Oxysarcodexia varia, commonly known by the name striped dung fly, is a species of insect in the family Sarcophagidae. It is found in parts of South America, Polynesia, Norfolk Island, and New Zealand.

==Description==
The thorax of the fly is stripped from the head to tail with black and yellow stripes, the fly's legs are bristly and almost look fluffy. They look very much like the European flesh fly and share similar traits.

==Distribution and habitat==
The Striped dung fly is considered to have originated South America and is now present across Oceania. It is found in Argentina, Brazil, Chile, Uruguay, Fiji, French Polynesia, Norfolk Island and New Zealand.

=== New Zealand range ===
The striped dung fly has been found throughout New Zealand and with a higher abundance of observations on the North Island. These sightings include Sutton Lake, Hurford, Otago, Kaikoura, Kerikeri, Tasman, Taranaki, Manawatū, Rotarua Island, Ruahine Ranges, Omaha Beach and Purakaunui.

=== Habitat preferences ===
The striped dung fly is found around the summer months and is commonly found in rubbish, long grasses and flowers. Their main habitat is open pastures and farms. This is due to the animal dung and compost they breed in. The striped dung fly prefers a habitat without large variations in temperature throughout the day.

==Life cycle==
Dung fly females lay their eggs in the dung and within a few days the eggs hatch into larvae the eat the dung that they are. After about 21 days of feeding on the dung they burrow into the soil beneath the dung and become pupae. Then they become adult flies. There can be many generations of flies within a year. This life cycle above is common among the dung fly family.

**Extracted material**

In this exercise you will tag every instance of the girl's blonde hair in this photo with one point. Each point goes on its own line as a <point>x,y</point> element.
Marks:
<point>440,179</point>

==

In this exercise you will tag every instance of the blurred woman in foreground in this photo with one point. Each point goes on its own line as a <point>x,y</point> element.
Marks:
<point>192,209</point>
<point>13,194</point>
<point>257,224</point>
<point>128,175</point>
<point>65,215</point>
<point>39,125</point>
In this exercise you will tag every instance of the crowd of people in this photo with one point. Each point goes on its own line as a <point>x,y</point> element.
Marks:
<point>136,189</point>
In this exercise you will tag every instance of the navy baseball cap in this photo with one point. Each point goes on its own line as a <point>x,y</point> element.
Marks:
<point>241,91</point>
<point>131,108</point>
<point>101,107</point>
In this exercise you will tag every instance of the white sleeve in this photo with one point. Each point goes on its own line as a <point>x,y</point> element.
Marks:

---

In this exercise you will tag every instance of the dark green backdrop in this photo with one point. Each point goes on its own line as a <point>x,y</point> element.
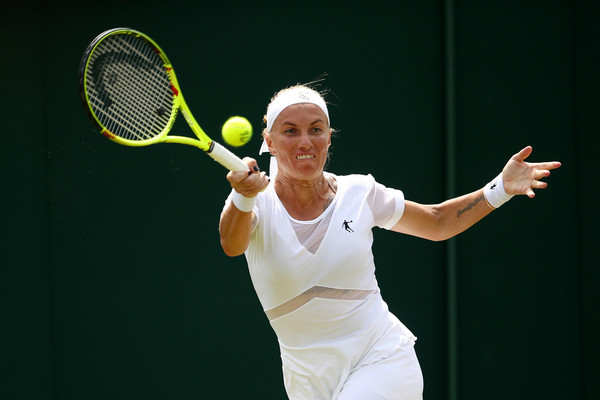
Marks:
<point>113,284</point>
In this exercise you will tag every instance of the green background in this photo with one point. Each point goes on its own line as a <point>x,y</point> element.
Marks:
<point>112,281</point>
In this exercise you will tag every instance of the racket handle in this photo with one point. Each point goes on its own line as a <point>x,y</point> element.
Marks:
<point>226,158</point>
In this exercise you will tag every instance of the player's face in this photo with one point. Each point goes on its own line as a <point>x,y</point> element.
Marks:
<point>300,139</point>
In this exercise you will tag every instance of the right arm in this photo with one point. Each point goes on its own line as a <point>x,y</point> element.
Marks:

**Problems to solve**
• a. From the striped dung fly text, please give the part again that begins at the words "Oxysarcodexia varia, commonly" and stops after "Island, and New Zealand.", swapping "Sarcophagidae" for "flesh fly family".
• b. In the striped dung fly text, how many days do the larvae feed on the dung before they burrow into the soil?
• c. Carry the striped dung fly text forward from its last sentence.
The lines play no part in what you need to do.

**Written responses**
• a.
Oxysarcodexia varia, commonly known by the name striped dung fly, is a species of insect in the family flesh fly family. It is found in parts of South America, Polynesia, Norfolk Island, and New Zealand.

• b. About 21 days.

• c.
==Diet and foraging==
The Sarcophagidae which is from the same family as the Oxysarcodexia (striped dung fly) deposits hatched or hatching maggots instead of laying eggs. They deposit these maggots on either carrion, dung, decaying material, or open mammal wounds.

==Predators, parasites, and diseases==
The striped dung fly in New Zealand is said to be involved in the rabbit haemorrhagic disease virus and how it is transmitted. An investigation was carried out from 1999 to 2001. There were five species of flies that were trapped and it was shown that the Sarcophagid fly was the most abundant fly on scrub edges but in open pastures it was the striped dung fly and the relationship was found that the abundance of the striped dung fly was associated with the break out of the disease in that area. A known predator of the striped dung fly is the house sparrow and the greenfinch as shown in the study from the New Zealand Journal of Zoology. “Oxysarcodexia varia was demonstrated to be capable of vectoring tapeworms Taenia ovis and T. hydatigena, which infest dogs and sheep”.